What the task asks: Arrange the records below as a numbered list, starting with the line that contains "Tag every instance of the white cloud" and continuing through the end of the records, both ends included. Leave out any blank lines.

Object location annotation data:
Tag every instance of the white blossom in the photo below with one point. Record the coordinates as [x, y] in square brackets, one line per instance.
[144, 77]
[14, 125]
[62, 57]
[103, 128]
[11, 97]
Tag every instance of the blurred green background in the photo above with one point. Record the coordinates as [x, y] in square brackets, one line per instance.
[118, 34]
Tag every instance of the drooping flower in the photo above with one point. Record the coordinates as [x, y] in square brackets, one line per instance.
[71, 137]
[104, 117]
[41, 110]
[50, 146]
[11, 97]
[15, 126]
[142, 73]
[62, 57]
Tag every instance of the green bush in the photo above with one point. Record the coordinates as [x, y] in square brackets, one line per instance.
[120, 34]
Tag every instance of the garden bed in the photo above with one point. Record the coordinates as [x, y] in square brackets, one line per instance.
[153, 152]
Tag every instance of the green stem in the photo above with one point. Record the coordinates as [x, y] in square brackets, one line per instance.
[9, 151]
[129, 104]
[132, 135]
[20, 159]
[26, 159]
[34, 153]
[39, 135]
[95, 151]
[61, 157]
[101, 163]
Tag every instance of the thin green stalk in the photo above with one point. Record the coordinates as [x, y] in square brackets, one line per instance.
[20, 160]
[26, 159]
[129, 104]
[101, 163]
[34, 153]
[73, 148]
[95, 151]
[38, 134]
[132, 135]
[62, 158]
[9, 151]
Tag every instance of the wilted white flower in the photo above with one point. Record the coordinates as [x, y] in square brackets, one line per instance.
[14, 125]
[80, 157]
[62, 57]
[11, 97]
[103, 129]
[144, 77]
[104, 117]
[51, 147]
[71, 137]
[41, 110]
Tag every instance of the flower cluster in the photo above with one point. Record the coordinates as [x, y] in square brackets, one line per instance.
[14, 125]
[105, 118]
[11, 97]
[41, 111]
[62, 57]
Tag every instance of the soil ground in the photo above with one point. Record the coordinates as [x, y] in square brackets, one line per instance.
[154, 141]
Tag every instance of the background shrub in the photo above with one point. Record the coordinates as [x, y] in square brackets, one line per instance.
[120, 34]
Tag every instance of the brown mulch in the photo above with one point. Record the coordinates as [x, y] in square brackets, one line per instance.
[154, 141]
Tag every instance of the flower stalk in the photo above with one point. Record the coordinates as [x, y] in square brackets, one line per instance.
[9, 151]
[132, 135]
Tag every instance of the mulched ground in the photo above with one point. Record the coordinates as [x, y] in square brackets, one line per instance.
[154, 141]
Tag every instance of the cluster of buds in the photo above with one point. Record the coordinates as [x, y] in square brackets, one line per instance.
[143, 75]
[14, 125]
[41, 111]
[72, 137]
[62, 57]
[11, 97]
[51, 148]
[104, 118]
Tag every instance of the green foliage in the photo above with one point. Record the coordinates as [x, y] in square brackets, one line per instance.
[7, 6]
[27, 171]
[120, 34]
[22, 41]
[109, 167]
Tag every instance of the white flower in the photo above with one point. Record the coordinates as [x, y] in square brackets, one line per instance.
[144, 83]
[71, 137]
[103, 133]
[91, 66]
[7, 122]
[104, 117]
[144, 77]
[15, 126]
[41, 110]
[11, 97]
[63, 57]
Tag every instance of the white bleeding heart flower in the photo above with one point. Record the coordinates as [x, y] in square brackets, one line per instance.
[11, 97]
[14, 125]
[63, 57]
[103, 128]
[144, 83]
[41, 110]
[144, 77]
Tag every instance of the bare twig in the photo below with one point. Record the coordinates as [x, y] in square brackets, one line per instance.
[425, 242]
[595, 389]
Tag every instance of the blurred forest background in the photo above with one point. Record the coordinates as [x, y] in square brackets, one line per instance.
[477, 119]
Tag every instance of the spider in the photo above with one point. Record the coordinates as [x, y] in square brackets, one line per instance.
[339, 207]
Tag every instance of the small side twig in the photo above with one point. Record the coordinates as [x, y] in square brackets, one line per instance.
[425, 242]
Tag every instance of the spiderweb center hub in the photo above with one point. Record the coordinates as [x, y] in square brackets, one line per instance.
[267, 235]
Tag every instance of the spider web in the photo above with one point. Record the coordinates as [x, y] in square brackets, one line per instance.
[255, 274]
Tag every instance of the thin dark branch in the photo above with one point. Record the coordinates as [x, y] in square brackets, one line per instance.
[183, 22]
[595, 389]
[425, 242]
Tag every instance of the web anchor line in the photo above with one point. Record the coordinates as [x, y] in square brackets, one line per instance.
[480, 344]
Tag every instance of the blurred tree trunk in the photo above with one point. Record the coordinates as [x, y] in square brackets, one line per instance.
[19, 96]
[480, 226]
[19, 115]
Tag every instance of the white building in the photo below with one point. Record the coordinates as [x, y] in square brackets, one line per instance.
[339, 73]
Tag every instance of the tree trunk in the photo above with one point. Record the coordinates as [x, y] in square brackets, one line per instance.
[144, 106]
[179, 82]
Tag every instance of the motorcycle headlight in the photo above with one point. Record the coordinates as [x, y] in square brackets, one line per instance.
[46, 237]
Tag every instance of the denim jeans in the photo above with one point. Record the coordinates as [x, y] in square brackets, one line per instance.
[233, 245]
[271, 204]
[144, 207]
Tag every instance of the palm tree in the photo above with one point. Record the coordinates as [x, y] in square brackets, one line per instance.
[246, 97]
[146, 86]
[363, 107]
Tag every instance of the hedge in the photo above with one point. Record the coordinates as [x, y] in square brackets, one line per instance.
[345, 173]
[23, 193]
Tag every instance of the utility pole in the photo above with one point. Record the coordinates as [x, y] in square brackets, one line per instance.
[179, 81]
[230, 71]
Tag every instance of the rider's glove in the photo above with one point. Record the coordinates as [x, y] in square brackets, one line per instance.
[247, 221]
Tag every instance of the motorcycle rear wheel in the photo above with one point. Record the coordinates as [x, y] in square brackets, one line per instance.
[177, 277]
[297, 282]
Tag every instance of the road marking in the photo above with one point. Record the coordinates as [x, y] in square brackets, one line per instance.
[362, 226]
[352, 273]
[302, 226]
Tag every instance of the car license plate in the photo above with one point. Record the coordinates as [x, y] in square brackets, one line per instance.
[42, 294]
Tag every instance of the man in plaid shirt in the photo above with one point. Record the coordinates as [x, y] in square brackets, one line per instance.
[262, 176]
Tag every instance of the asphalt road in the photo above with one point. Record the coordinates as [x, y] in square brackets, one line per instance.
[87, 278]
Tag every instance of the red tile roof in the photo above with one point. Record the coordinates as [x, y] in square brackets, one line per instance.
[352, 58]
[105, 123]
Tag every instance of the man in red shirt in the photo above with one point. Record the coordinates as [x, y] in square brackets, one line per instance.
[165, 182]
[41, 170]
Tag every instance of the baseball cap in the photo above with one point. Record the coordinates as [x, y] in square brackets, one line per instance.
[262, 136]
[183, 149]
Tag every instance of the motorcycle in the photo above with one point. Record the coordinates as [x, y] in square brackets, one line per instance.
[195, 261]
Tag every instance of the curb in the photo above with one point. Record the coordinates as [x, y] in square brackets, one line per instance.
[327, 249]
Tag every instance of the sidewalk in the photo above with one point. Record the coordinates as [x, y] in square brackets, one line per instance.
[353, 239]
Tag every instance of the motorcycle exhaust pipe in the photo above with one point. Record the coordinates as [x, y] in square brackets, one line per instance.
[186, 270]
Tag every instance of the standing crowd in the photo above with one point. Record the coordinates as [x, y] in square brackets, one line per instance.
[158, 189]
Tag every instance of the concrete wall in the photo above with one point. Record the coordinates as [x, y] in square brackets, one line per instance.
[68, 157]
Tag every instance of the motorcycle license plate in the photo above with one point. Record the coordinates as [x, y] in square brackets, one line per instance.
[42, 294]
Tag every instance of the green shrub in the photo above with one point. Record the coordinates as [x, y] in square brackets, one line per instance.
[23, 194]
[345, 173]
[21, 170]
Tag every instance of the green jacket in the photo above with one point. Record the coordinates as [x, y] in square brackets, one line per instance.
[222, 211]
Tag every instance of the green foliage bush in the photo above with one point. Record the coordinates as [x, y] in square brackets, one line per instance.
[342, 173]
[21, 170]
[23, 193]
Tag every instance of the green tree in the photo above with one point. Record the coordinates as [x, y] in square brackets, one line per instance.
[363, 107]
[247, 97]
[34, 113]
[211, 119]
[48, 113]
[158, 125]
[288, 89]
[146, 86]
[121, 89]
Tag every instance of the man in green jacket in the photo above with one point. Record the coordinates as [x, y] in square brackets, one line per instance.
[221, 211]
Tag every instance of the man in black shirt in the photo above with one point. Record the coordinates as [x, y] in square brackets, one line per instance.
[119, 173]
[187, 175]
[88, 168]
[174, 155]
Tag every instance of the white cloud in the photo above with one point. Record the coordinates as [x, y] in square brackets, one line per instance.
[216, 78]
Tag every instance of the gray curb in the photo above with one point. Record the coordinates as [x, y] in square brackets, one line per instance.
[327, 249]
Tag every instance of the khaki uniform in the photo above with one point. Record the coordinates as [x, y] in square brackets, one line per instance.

Solution below:
1. Tag every instance of the white cloud in the photo above with one point. Record the coordinates as [x, y] in square brackets, one line per instance.
2. [216, 78]
3. Tag every instance of the gray curb in the photo above with one point. Record the coordinates as [x, y] in square brackets, one line per instance.
4. [327, 249]
5. Tag every instance of the khaki uniform in the photo above with one point. Record the coordinates as [x, y] in square brackets, one line per instance.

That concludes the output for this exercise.